YOUR GOAL
Return nothing but the lines from the line with "Target: white van" through the last line of the entries that follow, copied exactly and free of pictures.

Extracted records:
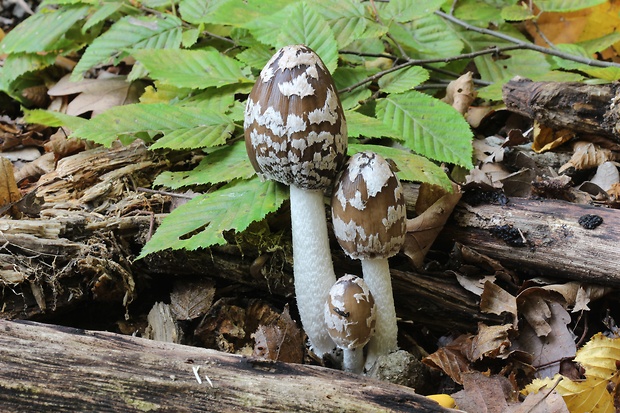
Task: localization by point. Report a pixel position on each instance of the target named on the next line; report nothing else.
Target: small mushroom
(296, 133)
(350, 317)
(369, 218)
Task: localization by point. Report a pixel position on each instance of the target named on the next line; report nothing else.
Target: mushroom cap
(295, 129)
(368, 208)
(350, 312)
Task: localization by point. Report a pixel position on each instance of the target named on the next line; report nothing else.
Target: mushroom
(296, 133)
(369, 218)
(350, 316)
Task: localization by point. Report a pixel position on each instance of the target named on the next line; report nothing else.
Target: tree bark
(59, 369)
(583, 108)
(553, 244)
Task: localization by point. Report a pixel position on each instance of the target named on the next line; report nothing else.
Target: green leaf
(567, 5)
(408, 10)
(222, 165)
(428, 126)
(201, 222)
(368, 127)
(175, 122)
(54, 119)
(298, 23)
(130, 33)
(197, 69)
(403, 80)
(17, 64)
(411, 167)
(427, 38)
(41, 31)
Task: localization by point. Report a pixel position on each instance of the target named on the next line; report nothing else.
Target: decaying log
(542, 238)
(591, 109)
(59, 369)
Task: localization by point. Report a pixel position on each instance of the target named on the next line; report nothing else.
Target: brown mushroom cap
(368, 208)
(350, 312)
(295, 129)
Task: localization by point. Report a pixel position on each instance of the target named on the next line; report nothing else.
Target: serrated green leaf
(54, 119)
(173, 121)
(256, 56)
(41, 31)
(359, 125)
(403, 80)
(298, 23)
(408, 10)
(16, 64)
(103, 12)
(411, 167)
(131, 33)
(566, 5)
(222, 165)
(428, 126)
(201, 222)
(197, 69)
(427, 38)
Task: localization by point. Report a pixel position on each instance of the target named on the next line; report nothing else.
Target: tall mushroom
(296, 133)
(350, 314)
(369, 217)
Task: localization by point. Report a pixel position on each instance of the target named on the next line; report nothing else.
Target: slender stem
(313, 268)
(353, 360)
(377, 276)
(526, 45)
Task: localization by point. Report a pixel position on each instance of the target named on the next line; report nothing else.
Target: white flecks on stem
(313, 268)
(377, 277)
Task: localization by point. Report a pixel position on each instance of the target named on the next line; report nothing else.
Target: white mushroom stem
(313, 268)
(353, 360)
(377, 276)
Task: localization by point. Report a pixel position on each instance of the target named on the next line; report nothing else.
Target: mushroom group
(370, 222)
(296, 133)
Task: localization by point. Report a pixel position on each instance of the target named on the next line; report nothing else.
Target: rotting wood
(554, 246)
(59, 369)
(590, 109)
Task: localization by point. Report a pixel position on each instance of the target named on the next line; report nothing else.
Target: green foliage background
(203, 56)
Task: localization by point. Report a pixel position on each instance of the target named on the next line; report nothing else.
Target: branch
(527, 45)
(420, 62)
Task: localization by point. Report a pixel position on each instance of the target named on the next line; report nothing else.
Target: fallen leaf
(423, 230)
(546, 139)
(587, 155)
(482, 393)
(191, 299)
(280, 340)
(460, 93)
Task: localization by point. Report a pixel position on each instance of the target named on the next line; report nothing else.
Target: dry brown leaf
(453, 359)
(484, 394)
(9, 193)
(423, 230)
(546, 139)
(496, 300)
(460, 93)
(281, 340)
(587, 155)
(97, 95)
(491, 341)
(545, 335)
(545, 401)
(191, 299)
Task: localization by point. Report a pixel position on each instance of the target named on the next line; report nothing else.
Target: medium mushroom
(296, 133)
(369, 218)
(350, 314)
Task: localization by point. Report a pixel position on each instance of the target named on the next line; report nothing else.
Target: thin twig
(526, 45)
(414, 62)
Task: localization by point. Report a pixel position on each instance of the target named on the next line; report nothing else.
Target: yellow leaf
(599, 356)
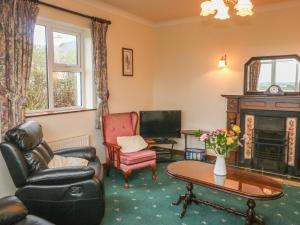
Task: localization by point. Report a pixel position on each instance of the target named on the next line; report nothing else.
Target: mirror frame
(246, 92)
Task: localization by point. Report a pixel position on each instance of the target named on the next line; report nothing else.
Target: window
(57, 76)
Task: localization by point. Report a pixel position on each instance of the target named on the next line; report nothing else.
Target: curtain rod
(72, 12)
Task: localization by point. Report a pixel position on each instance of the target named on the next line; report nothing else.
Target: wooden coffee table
(237, 182)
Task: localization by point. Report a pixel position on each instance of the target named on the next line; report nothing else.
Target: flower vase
(220, 166)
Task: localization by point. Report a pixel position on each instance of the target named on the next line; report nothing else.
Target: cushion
(118, 125)
(12, 210)
(137, 157)
(131, 143)
(26, 136)
(60, 162)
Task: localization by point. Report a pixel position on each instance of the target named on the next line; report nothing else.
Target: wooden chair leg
(126, 175)
(107, 169)
(153, 172)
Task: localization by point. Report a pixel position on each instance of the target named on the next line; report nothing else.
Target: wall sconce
(223, 62)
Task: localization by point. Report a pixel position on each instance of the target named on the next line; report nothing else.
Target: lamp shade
(207, 8)
(222, 13)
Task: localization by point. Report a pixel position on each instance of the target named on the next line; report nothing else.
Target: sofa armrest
(12, 210)
(61, 176)
(88, 153)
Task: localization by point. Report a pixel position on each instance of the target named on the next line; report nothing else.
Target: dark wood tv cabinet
(163, 154)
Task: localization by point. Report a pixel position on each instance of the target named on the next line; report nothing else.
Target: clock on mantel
(274, 90)
(272, 76)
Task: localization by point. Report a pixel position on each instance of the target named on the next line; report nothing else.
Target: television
(160, 124)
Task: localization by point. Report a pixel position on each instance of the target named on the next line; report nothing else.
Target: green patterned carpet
(148, 202)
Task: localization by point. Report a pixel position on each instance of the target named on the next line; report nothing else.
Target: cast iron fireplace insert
(270, 143)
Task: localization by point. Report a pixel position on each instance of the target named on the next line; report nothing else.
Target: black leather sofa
(13, 212)
(66, 196)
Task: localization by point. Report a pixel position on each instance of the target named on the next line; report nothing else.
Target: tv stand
(163, 153)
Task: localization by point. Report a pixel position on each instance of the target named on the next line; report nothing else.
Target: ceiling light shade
(244, 12)
(207, 8)
(223, 62)
(218, 4)
(221, 8)
(244, 8)
(222, 13)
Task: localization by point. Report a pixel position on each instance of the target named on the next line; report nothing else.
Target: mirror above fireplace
(263, 72)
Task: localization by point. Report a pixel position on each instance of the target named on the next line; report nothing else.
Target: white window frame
(52, 26)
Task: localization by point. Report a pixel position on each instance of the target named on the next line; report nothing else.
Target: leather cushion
(35, 161)
(61, 162)
(33, 220)
(26, 136)
(137, 157)
(12, 210)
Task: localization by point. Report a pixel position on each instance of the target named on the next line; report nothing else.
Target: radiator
(79, 141)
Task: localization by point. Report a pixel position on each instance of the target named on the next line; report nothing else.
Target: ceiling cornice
(196, 19)
(118, 12)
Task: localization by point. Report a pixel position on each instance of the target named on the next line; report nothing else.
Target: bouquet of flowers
(222, 141)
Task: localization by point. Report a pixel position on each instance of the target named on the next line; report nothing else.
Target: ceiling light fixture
(221, 8)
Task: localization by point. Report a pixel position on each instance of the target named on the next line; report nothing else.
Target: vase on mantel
(220, 166)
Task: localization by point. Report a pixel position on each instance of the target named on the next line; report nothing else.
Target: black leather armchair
(14, 212)
(64, 196)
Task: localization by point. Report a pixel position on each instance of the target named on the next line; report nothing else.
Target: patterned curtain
(254, 76)
(17, 22)
(99, 31)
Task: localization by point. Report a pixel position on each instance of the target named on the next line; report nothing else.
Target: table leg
(251, 217)
(187, 199)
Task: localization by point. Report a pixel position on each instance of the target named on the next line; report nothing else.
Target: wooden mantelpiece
(236, 103)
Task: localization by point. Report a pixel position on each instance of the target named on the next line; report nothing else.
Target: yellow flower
(229, 141)
(236, 129)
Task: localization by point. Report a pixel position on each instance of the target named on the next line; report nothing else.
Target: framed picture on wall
(127, 58)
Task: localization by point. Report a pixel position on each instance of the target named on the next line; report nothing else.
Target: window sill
(52, 113)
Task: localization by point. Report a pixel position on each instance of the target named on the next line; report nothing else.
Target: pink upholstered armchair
(125, 124)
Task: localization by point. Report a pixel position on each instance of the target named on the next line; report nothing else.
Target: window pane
(286, 74)
(265, 77)
(67, 89)
(65, 48)
(37, 90)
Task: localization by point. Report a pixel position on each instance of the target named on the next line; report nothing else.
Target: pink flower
(239, 143)
(203, 137)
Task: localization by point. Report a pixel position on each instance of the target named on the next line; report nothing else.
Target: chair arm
(150, 141)
(113, 153)
(110, 145)
(12, 210)
(88, 153)
(61, 176)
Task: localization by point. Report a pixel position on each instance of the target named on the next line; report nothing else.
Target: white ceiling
(164, 10)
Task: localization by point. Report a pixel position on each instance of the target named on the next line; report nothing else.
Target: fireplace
(270, 144)
(272, 124)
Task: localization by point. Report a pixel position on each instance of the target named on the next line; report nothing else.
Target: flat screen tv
(160, 124)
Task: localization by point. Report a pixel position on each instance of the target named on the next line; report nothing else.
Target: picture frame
(127, 61)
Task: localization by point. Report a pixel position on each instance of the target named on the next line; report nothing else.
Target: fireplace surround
(272, 124)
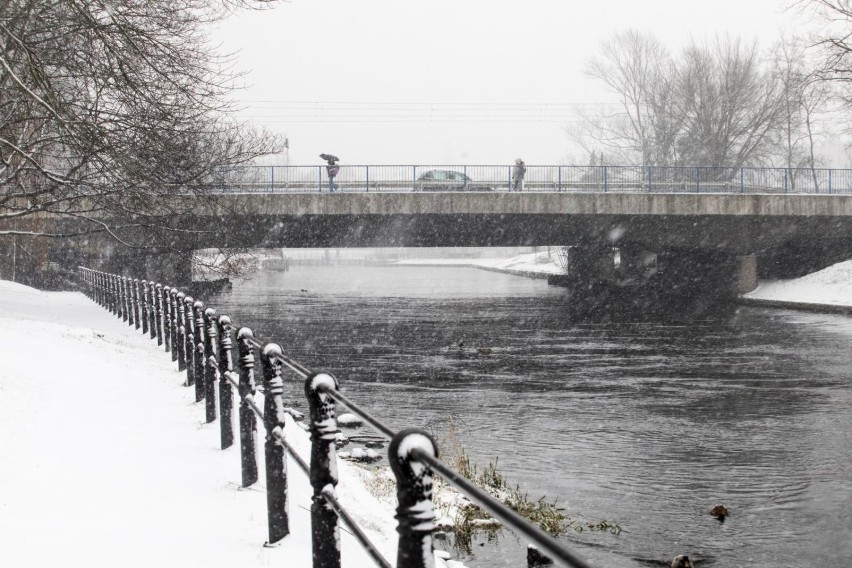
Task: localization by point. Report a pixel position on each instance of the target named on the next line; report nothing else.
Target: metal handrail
(356, 178)
(163, 317)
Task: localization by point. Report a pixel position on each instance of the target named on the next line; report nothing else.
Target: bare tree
(731, 105)
(712, 105)
(639, 69)
(834, 41)
(804, 101)
(105, 106)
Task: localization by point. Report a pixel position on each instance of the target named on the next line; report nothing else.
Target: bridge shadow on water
(601, 303)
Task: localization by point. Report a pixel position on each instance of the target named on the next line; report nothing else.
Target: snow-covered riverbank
(107, 460)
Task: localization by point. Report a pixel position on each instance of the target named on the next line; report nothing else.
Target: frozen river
(647, 425)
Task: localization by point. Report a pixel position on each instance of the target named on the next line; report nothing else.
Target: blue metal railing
(202, 344)
(623, 179)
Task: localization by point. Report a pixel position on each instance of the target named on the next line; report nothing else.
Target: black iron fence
(202, 345)
(544, 178)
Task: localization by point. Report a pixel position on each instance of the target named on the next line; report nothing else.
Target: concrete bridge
(657, 244)
(647, 243)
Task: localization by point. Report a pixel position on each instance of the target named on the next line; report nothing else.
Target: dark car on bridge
(447, 180)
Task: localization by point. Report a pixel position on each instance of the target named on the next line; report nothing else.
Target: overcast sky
(451, 81)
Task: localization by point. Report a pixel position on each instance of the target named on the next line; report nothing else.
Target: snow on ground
(832, 286)
(106, 460)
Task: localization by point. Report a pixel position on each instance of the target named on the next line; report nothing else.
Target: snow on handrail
(203, 344)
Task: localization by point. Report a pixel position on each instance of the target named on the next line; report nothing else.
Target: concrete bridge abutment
(603, 278)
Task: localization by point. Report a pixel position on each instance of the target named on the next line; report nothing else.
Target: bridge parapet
(547, 178)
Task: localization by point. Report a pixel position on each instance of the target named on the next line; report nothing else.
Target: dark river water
(646, 425)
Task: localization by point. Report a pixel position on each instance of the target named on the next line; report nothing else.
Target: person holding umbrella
(518, 174)
(331, 169)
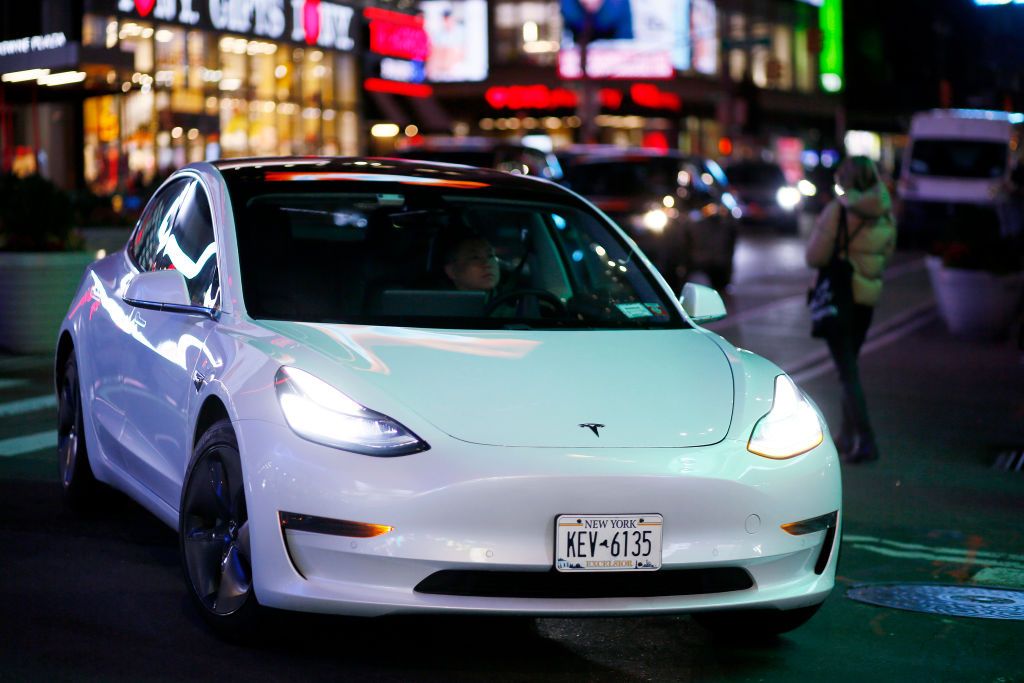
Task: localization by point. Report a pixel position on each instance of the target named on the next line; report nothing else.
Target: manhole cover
(943, 599)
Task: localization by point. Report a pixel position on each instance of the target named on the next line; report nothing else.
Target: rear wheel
(79, 486)
(214, 535)
(755, 624)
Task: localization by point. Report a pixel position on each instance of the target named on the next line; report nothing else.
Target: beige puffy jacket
(870, 223)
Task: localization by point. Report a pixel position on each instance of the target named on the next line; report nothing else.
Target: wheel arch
(66, 346)
(210, 412)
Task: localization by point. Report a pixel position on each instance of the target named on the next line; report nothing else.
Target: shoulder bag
(830, 300)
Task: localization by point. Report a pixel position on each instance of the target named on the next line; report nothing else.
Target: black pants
(845, 350)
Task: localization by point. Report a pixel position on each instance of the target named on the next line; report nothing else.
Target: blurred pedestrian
(864, 210)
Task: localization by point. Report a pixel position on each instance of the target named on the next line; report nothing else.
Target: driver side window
(155, 225)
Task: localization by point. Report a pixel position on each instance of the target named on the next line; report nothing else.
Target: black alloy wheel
(79, 486)
(214, 534)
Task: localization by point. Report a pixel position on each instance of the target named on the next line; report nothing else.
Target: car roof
(257, 168)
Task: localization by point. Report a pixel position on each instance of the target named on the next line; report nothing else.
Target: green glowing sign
(830, 65)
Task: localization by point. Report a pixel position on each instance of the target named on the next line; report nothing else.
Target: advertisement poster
(627, 38)
(458, 32)
(704, 37)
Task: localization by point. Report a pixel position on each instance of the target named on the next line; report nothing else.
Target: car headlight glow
(790, 428)
(317, 412)
(787, 198)
(655, 220)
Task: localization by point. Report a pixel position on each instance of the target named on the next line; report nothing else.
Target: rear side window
(958, 159)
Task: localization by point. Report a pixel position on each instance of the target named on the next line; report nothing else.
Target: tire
(213, 534)
(80, 489)
(755, 624)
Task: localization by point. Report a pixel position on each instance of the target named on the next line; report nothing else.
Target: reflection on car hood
(668, 388)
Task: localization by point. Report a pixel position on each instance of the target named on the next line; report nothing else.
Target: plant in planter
(41, 262)
(978, 279)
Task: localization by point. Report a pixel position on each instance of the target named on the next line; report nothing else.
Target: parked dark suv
(677, 208)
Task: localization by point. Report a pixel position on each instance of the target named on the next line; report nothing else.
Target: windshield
(958, 159)
(387, 253)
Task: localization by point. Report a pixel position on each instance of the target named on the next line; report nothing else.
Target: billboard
(626, 38)
(458, 33)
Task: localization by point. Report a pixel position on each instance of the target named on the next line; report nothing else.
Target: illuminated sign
(318, 23)
(398, 47)
(542, 97)
(458, 33)
(397, 35)
(830, 59)
(625, 40)
(50, 41)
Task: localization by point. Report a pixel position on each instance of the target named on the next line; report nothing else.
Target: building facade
(113, 94)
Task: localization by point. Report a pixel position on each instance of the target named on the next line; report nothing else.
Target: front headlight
(787, 198)
(317, 412)
(792, 426)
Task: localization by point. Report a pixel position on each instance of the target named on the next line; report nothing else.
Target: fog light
(811, 525)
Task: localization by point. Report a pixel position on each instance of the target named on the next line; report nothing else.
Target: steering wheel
(522, 295)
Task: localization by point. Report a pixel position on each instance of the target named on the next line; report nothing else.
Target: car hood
(670, 388)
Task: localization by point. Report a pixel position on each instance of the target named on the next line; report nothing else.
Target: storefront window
(527, 32)
(193, 94)
(780, 62)
(737, 57)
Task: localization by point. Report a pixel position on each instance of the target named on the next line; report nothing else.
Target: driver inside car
(472, 265)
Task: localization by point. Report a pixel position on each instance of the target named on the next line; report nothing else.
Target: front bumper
(463, 507)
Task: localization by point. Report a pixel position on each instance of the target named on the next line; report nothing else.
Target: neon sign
(397, 35)
(320, 23)
(543, 97)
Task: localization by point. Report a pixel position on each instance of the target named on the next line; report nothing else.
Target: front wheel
(79, 486)
(214, 535)
(755, 624)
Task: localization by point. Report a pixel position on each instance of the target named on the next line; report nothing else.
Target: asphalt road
(102, 598)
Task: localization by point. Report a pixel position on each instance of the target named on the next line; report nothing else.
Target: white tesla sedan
(379, 386)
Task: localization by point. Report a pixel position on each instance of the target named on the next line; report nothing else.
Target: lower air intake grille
(605, 585)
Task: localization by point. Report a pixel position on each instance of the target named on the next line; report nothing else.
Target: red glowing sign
(649, 95)
(397, 35)
(543, 97)
(397, 87)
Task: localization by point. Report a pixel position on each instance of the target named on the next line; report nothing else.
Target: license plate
(608, 543)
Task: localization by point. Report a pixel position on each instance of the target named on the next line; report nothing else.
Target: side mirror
(158, 287)
(163, 290)
(701, 303)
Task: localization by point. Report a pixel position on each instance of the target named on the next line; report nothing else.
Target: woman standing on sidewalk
(871, 231)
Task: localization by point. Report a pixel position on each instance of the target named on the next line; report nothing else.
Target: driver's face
(474, 267)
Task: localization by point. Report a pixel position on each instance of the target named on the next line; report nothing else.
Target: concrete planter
(975, 304)
(37, 290)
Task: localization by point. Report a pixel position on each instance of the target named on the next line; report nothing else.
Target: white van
(954, 158)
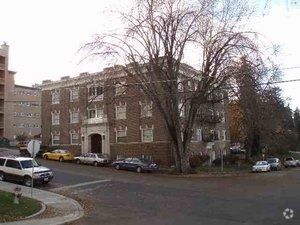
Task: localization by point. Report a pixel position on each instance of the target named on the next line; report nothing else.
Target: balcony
(95, 121)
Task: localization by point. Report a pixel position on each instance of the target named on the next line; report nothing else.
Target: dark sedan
(136, 164)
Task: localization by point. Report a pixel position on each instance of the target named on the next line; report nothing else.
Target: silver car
(275, 163)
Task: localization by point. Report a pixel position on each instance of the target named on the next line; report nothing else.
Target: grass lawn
(9, 211)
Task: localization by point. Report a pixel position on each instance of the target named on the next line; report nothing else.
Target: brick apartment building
(19, 105)
(107, 112)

WRITTEN SOLUTION
Target: white van
(954, 158)
Task: localization by point. Report a pixel position on each instance of the target named on the next line; report nothing else.
Target: balcony
(95, 121)
Task: localization by point. Report a pixel position on each instance of the target named on the next line; report nothing else.
Target: dark sedan
(136, 164)
Task: localization by point. Report a pixel position on each instance of the target named on the next line; report nothing else.
Target: silver car
(275, 163)
Task: localization by point. Report a pixel position on each instance of the target named on the next line; report nothing else.
Target: grass lawn
(9, 211)
Task: localization by point. Report a pixel position on each instance of the target named on the next line; report nothing else.
Target: brick apartment building
(19, 105)
(107, 112)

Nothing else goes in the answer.